WORK TO COMPLETE:
1. According to the Torstorps IF text, on what date was the club formed?
2. Please reproduce the passage of the Torstorps IF text between "Since their foundation" and "Jonny Asklöfs departed.", inclusive.

--- START TEXT SECTION ---

Torstorps IF is a Swedish football club located in Finspång in Östergötland County.

Background
Torstorps Idrottsförening was formed on 21 August 1935 by Einar Svensson, Sven Lundholm and Fridolf Tapper.  The sports club has provided for athletics, table tennis, bandy, and skiing as well as football. The club has around 500 members.

Since their foundation Torstorps IF has participated mainly in the middle and lower divisions of the Swedish football league system. The club plays in Division 4 Östra Götaland having relegated division 3, which is the best result in the club's history. A poor club season record relegated the team to division 4 östra götaland. They play their home matches at the Najenlunden in Finspång.

Manager of the club is Mujo Zelic, who was appointed in December 2011 after Jonny Asklöfs departed.

Torstorps IF are affiliated with Östergötlands Fotbollförbund.

--- END TEXT SECTION ---
--- START DATASET ROWS ---

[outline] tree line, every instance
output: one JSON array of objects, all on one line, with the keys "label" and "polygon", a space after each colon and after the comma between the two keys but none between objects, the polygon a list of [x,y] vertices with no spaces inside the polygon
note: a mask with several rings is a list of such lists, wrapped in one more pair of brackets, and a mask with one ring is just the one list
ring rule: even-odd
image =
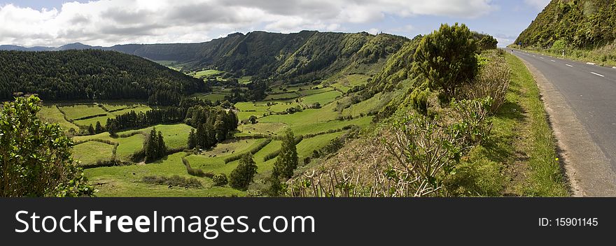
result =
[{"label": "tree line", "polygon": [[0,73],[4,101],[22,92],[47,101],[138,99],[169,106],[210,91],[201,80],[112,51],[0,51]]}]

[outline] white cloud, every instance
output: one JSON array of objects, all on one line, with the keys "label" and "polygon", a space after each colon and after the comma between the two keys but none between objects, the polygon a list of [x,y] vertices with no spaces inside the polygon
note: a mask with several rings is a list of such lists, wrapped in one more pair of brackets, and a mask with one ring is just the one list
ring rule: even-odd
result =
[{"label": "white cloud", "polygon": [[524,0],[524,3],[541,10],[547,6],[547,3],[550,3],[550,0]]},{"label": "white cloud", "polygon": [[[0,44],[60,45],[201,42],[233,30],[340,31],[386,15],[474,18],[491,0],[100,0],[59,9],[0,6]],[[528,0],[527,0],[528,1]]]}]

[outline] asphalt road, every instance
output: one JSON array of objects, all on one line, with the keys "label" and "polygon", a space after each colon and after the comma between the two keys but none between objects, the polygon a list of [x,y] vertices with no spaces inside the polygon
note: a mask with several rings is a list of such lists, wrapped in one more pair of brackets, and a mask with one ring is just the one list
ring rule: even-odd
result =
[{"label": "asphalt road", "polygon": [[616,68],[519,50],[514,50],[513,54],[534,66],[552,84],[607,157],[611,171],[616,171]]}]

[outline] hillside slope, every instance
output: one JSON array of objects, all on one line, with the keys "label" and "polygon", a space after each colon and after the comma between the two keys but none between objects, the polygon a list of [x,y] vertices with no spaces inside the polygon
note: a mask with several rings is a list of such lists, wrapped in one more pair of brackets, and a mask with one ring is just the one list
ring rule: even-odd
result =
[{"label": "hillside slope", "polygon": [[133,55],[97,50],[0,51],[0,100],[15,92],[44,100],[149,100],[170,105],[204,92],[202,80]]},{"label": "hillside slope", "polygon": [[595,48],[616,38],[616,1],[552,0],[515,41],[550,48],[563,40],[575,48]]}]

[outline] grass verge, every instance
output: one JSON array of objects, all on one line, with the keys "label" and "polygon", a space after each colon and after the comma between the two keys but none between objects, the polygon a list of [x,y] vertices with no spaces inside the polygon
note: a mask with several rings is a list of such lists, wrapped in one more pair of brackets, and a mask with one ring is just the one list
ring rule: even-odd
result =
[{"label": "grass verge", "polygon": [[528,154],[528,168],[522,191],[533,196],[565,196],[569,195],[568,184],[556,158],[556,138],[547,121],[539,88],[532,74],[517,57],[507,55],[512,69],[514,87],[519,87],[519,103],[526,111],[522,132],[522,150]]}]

--- END DATASET ROWS ---
--- START DATASET ROWS ---

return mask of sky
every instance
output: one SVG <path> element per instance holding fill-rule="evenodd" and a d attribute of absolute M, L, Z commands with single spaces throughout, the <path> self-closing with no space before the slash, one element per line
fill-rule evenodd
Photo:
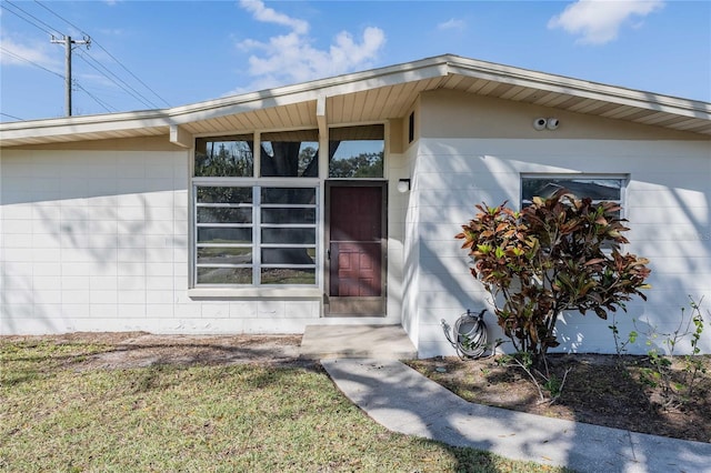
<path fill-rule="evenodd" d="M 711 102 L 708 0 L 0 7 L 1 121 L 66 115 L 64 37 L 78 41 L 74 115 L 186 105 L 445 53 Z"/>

--- END DATASET ROWS ---

WRITTEN RESPONSES:
1. 21 August 1935

2.
Since their foundation Torstorps IF has participated mainly in the middle and lower divisions of the Swedish football league system. The club plays in Division 4 Östra Götaland having relegated division 3, which is the best result in the club's history. A poor club season record relegated the team to division 4 östra götaland. They play their home matches at the Najenlunden in Finspång.

Manager of the club is Mujo Zelic, who was appointed in December 2011 after Jonny Asklöfs departed.